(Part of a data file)
— BEGIN —
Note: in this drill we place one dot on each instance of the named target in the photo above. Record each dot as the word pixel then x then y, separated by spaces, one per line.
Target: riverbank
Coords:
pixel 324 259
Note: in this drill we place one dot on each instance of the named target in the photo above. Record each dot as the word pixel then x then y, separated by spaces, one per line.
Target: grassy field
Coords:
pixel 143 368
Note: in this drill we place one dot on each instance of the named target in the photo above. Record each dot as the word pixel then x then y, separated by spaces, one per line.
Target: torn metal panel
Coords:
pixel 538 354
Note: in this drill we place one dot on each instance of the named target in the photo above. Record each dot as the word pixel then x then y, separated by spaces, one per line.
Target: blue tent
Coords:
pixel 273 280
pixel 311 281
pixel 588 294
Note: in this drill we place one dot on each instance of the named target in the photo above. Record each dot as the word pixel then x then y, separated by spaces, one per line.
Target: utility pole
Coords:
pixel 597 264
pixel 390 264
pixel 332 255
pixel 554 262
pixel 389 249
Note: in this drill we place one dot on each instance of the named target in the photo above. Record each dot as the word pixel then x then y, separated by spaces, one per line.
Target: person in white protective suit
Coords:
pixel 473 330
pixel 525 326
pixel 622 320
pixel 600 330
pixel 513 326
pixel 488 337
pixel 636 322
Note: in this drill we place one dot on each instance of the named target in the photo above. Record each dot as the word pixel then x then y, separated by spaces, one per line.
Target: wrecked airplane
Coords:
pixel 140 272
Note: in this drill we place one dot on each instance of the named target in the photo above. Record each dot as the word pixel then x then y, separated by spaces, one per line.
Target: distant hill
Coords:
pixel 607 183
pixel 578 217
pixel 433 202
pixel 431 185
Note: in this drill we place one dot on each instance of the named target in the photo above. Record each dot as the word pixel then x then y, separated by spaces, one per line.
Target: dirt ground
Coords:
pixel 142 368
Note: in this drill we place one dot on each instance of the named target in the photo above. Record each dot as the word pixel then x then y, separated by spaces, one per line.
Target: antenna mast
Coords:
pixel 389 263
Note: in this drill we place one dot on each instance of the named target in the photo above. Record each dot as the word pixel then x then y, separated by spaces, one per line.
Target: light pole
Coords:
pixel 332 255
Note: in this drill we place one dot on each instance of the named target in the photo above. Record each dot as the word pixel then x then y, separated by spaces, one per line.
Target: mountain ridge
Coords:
— END —
▶ SET TASK
Rewrite the material above with "Coords" changed to "Points" throughout, keeping every other line the same.

▶ WRITTEN ANSWER
Note: in this drill we place one dot on each instance of the named target in the photo above. Record each dot as the word pixel then x then y, separated by spaces, one per line.
Target: riverbank
Points:
pixel 324 259
Note: in this drill we place one dot on each instance of the named target in the photo above. Record each dot as the word pixel then x then y, separated by spaces, one per line.
Target: grassy field
Points:
pixel 143 368
Note: in this drill we place one dot on each instance of the named target in the photo above. Record each dot as the word pixel then x then y, separated by spaces, one per line.
Target: torn metal panel
Points:
pixel 538 354
Note: in this drill we place one dot on each instance of the named target in the photo above. Record each dot as the word pixel then x then y, separated by spaces, one per line.
Target: blue tent
Points:
pixel 273 280
pixel 311 281
pixel 588 294
Note: in this drill we place one dot on each instance of the named target in the photo above. Record each dot as the word pixel then x then y, separated by spaces, one per line.
Target: utility pole
Points:
pixel 597 264
pixel 390 264
pixel 332 255
pixel 554 262
pixel 389 249
Note: in this drill we place one dot on each instance of the named target in the photo above. Record each dot as the word pixel then x then y, separated by spaces, one per line.
Target: person in white protective suit
Points:
pixel 473 330
pixel 525 326
pixel 622 320
pixel 600 330
pixel 513 326
pixel 488 337
pixel 636 322
Note: in this drill we place one dot on each instance of the named target in the photo above. Record each dot as the word pixel then x then y, separated by spaces, one per line.
Target: wrecked airplane
Points:
pixel 140 272
Note: in this drill we place one dot on each instance of the named target in the photo above. Record each dot as the word pixel then x then y, separated by spaces, one per line.
Target: distant hill
Points:
pixel 607 183
pixel 578 217
pixel 433 202
pixel 431 185
Note: in this drill we place one dot on each instance of the named target in the photo above. Record each dot as the word pixel then x then y, separated by spaces, one per line.
Target: dirt ground
Points:
pixel 142 368
Note: in this drill we place one dot on each instance of the named target in the photo above. Record each dot as the word pixel then x then y, separated by spaces, one per line.
Target: antenna mast
Points:
pixel 389 263
Note: in this drill we place one dot on each instance of the named target in the photo above. Record each dot as the word pixel then x then y, separated by spaces, one per line.
Target: light pole
Points:
pixel 332 255
Note: in this drill we place one dot on each instance of the named target in the photo above. Record each dot as the word pixel then x then y, separated by spaces, one per line.
Target: mountain ridge
Points:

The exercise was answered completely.